Stated exercise: The entries that follow should be written out exactly.

Excerpted data:

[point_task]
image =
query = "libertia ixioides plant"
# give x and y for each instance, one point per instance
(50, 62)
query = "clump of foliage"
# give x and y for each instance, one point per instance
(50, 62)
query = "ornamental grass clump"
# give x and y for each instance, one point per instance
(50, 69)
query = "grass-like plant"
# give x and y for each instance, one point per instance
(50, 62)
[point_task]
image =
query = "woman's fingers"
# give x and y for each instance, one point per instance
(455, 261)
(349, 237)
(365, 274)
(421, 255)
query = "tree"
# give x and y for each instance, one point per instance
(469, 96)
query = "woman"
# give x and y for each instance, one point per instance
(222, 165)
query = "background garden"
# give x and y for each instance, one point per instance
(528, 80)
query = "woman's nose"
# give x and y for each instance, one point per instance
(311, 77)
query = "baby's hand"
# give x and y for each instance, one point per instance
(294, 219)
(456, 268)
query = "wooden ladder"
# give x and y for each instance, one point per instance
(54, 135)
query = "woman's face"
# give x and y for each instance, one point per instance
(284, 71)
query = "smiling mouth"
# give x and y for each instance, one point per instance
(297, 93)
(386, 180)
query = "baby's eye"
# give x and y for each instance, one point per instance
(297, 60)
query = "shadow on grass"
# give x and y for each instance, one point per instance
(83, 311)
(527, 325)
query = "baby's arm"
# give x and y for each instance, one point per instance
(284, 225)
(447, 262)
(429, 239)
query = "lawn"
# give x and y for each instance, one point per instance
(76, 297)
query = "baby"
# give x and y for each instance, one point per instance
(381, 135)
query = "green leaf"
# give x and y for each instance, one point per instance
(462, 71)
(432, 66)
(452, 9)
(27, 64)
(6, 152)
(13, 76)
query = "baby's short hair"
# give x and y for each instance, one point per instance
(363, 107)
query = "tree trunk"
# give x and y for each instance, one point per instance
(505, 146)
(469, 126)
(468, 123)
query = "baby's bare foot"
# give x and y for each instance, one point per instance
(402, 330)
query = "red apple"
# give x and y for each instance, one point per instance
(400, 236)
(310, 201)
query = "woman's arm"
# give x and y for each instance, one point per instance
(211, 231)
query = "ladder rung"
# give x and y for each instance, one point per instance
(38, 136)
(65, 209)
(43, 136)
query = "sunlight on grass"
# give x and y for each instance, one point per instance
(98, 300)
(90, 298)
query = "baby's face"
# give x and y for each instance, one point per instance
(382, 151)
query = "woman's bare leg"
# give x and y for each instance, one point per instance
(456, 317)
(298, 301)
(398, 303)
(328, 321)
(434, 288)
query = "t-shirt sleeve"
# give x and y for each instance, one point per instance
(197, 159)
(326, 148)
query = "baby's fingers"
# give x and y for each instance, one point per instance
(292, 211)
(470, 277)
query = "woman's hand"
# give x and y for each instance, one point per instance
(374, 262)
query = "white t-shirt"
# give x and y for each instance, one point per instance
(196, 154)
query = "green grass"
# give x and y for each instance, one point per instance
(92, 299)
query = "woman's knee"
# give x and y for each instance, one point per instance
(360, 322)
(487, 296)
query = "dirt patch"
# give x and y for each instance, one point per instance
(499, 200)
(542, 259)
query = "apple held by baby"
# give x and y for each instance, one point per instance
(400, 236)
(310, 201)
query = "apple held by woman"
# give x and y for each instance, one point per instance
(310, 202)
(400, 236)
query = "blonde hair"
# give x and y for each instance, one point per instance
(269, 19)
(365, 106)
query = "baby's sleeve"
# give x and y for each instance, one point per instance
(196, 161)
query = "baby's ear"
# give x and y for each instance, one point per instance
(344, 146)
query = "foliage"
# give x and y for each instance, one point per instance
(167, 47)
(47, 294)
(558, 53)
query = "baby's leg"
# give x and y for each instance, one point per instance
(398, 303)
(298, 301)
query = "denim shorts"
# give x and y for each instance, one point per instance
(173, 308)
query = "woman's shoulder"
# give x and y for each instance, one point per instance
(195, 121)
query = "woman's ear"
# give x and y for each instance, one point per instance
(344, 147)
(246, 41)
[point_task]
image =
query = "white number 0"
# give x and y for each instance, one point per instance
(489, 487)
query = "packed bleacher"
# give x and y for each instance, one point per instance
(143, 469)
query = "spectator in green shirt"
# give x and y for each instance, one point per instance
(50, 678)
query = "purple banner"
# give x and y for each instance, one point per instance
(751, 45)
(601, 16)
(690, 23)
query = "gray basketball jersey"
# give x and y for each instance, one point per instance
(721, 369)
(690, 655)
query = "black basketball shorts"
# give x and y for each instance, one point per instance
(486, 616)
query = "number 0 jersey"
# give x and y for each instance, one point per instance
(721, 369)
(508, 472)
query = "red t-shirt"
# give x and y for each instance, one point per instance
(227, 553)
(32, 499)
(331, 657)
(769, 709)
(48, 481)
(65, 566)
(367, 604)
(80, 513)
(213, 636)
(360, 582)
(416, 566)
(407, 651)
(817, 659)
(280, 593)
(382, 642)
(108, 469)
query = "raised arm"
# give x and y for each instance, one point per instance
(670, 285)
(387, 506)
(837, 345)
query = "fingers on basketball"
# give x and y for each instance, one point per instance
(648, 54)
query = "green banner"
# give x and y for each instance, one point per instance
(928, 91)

Result below:
[point_task]
image =
query = "libertia ixioides plant"
# give x and y for each instance, one point per instance
(50, 62)
query = "clump of foliage"
# give x and y for each instance, one point per instance
(50, 62)
query = "ornamental grass clump"
# give x and y for each instance, one point per instance
(50, 69)
query = "grass-like plant"
# give x and y for each instance, one point per instance
(50, 62)
[point_task]
image =
query = "woman's fingers"
# give x and y for each instance, one point per instance
(455, 261)
(349, 237)
(365, 274)
(421, 255)
query = "tree"
# give x and y for each instance, one point per instance
(469, 96)
query = "woman"
# give x and y for each instance, one point per instance
(222, 165)
query = "background garden"
# give x and y for each instance, one point per instance
(528, 80)
query = "woman's nose"
# give x and y for each instance, one point per instance
(311, 77)
query = "baby's hand"
# give x and y for each instance, one point per instance
(294, 219)
(456, 268)
query = "wooden ladder"
# give x and y for each instance, one point per instance
(54, 135)
query = "woman's face"
# give x and y for each instance, one point per instance
(284, 71)
query = "smiling mouth"
# give x and y for each instance, one point per instance
(297, 93)
(386, 180)
query = "baby's eye"
# give x and y for each instance, one point per instance
(297, 60)
query = "shadow on grass"
# give x and y for each instance, one point per instance
(83, 311)
(527, 325)
query = "baby's arm"
# give x and y for each instance, one point per instance
(284, 225)
(447, 262)
(429, 239)
query = "lawn"
# give x and y for each instance, one point per instance
(76, 297)
query = "baby"
# give x and y for each instance, one point per instance
(381, 135)
query = "green leaf"
# give x and y for each instance, one point per instance
(462, 71)
(432, 66)
(452, 9)
(27, 64)
(6, 152)
(13, 76)
query = "baby's short hair"
# give x and y for each instance, one point per instance
(363, 107)
query = "tree trunk"
# give x and y for each instance, one point per instance
(505, 146)
(469, 126)
(468, 123)
query = "baby's bare foot"
# give x and y for each instance, one point per instance
(402, 330)
query = "red apple"
# give x and y for each instance, one point per instance
(400, 236)
(310, 201)
query = "woman's arm"
# give x and y for each instance, one point per instance
(211, 231)
query = "ladder rung"
# give x and y for each instance, one point per instance
(38, 136)
(65, 209)
(43, 136)
query = "sunlight on grass"
# give x and y for each instance, one point per instance
(98, 300)
(90, 298)
query = "baby's face"
# give x and y for each instance, one point per instance
(382, 151)
query = "woman's bare leg"
# give x and y for each instance, one point per instance
(456, 317)
(298, 301)
(398, 303)
(328, 321)
(434, 288)
query = "t-shirt sleeve"
# give x and y for each instance, one point per instance
(197, 159)
(326, 148)
query = "baby's fingers"
# give x and y for each instance, one point per instance
(292, 211)
(470, 277)
query = "woman's hand"
# give x and y for each instance, one point per instance
(374, 262)
query = "white t-shirt"
# give x and y for each instance, one point per instance
(196, 154)
query = "green grass"
# give x and y for each instance, one point per instance
(92, 299)
query = "woman's knee"
# give x and y for each instance, one point per instance
(360, 322)
(487, 296)
query = "dirt patch"
# give x and y for each instance, one point per instance
(499, 200)
(542, 259)
query = "apple held by baby"
# give x and y for each instance, one point per instance
(400, 236)
(310, 201)
query = "apple held by woman"
# give x and y for each instance, one point per instance
(310, 202)
(400, 236)
query = "blonde hair"
# give x and y for each instance, one point per instance
(269, 19)
(365, 106)
query = "baby's sleeve"
# give x and y for each instance, one point per instance
(196, 161)
query = "baby's ear"
# give x and y for each instance, one point per instance
(344, 146)
query = "foliage"
# give x and y for each instance, one point per instance
(167, 47)
(47, 294)
(558, 53)
query = "baby's leg"
# give x and y for each instance, one point per instance
(398, 303)
(298, 301)
query = "denim shorts"
# give x and y for each instance, one point per instance
(173, 308)
query = "woman's shoulder"
# give x and y for each instance, one point per instance
(195, 121)
query = "woman's ear"
# give x and y for each instance, one point per instance
(344, 147)
(246, 41)
[point_task]
image =
query = "white number 0"
# give x and y for each instance, one point per instance
(489, 487)
query = "packed bleacher"
# give x and y for each instance, one point per instance
(143, 469)
query = "spectator in green shirt"
# give x and y for each instance, one point per instance
(50, 678)
query = "purple banner"
# give x and y for each instance, one point per instance
(751, 45)
(601, 16)
(690, 23)
query = "gray basketball jersey"
# give x and y for each instance, one point per instance
(721, 369)
(690, 655)
query = "black basketball shorts"
# give x and y for each instance, one point per instance
(486, 616)
query = "number 0 jersey"
# give x and y for each instance, one point per instance
(721, 369)
(508, 472)
query = "red t-shirt"
# give x and y for each instance, one point per instance
(227, 553)
(32, 499)
(331, 657)
(769, 709)
(48, 481)
(65, 566)
(367, 604)
(80, 513)
(213, 636)
(360, 582)
(416, 566)
(407, 651)
(817, 659)
(280, 593)
(382, 642)
(108, 469)
query = "raised arm"
# give x and y for each instance, one point per instance
(670, 285)
(387, 506)
(837, 345)
query = "fingers on basketball"
# give x and y for each instance, one point per instance
(648, 54)
query = "green banner"
# give x and y for each instance, one point per instance
(928, 91)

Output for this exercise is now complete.